Baby Bear is asleep in bed when a resounding roar awakens him. Despite Mommy Bear's assurance that "there aren't any monsters," Baby Bear isn't sure. His need for proof sends his family of five into the forest to search for monsters. Dale's rhymes bound along steadily, and her use of repetition, ellipses, and emphasized words builds light suspense: "So all the bears stopped-could a monster be near?/ But out of the darkness there trotted a... deer! Daddy Bear insists that "nothing can frighten a bear," but the rest of the family is startled by the sudden appearances of animals, creating comic irony that even young readers will appreciate. Metcalf's mixed-media cartoons effectively lighten the monster-driven plot. Her bears have vibrant brown fur, contrasting with the landscape's cool blue and green tones, and her charcoal-like shading gives depth to the forest scenery. Daddy Bear's confidence is shaken when the other family members start to disappear, one by one, but Dale keeps the mood funny and light, right up to the revelation of what startled Baby Bear to begin with. Ages 3-7. (Jan.) Copyright PWxyz, LLC. All rights reserved.

Book list
From Booklist, Copyright © American Library Association. Used with permission.

## Information given
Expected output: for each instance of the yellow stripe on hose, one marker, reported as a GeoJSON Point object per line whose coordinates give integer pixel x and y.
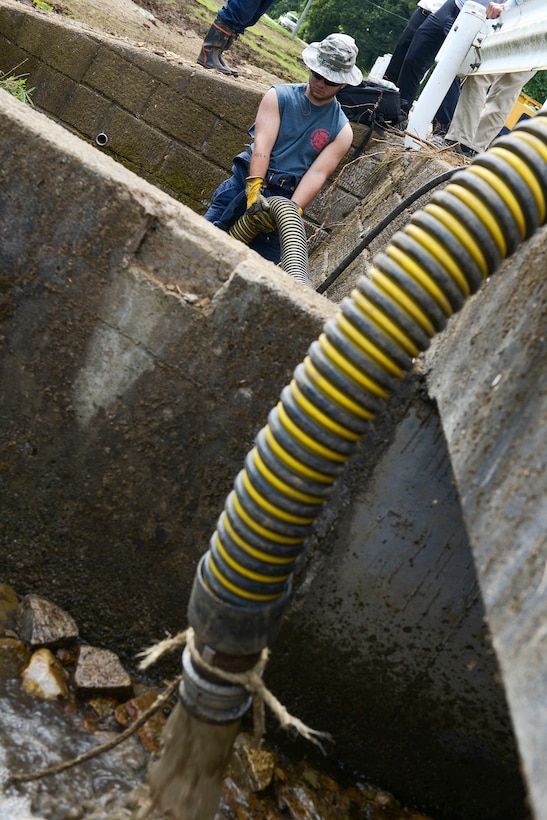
{"type": "Point", "coordinates": [241, 593]}
{"type": "Point", "coordinates": [533, 141]}
{"type": "Point", "coordinates": [371, 351]}
{"type": "Point", "coordinates": [504, 192]}
{"type": "Point", "coordinates": [245, 571]}
{"type": "Point", "coordinates": [281, 486]}
{"type": "Point", "coordinates": [259, 529]}
{"type": "Point", "coordinates": [434, 248]}
{"type": "Point", "coordinates": [420, 276]}
{"type": "Point", "coordinates": [340, 361]}
{"type": "Point", "coordinates": [384, 324]}
{"type": "Point", "coordinates": [306, 441]}
{"type": "Point", "coordinates": [397, 294]}
{"type": "Point", "coordinates": [481, 212]}
{"type": "Point", "coordinates": [252, 551]}
{"type": "Point", "coordinates": [321, 418]}
{"type": "Point", "coordinates": [525, 173]}
{"type": "Point", "coordinates": [334, 394]}
{"type": "Point", "coordinates": [459, 230]}
{"type": "Point", "coordinates": [264, 504]}
{"type": "Point", "coordinates": [243, 230]}
{"type": "Point", "coordinates": [293, 463]}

## Task list
[a] According to the book review, which landscape colors contrast with the bears' brown fur?
[b] Condense the paragraph of the book review that begins "Baby Bear is asleep in bed" into a brief list of its main points.
The material bears no relation to the book review.

## Results of the tasks
[a] The landscape's cool blue and green tones contrast with the bears' brown fur.

[b]
- A loud roar wakes Baby Bear. Mommy Bear says there are no monsters, but he wants proof, so his family of five searches the forest.
- Dale's steady rhymes, repetition, ellipses, and emphasized words create light suspense.
- Daddy Bear claims nothing can frighten a bear, but the others are startled by animals that suddenly appear, which produces comic irony.
- Metcalf's mixed-media cartoons lighten the plot. They show vibrant brown bears against cool blue and green scenery, with charcoal-like shading that gives the forest depth.
- As family members disappear one by one, Daddy Bear's confidence is shaken. The mood stays funny until the source of the roar is revealed.
- The book is for ages 3–7 and is scheduled for January.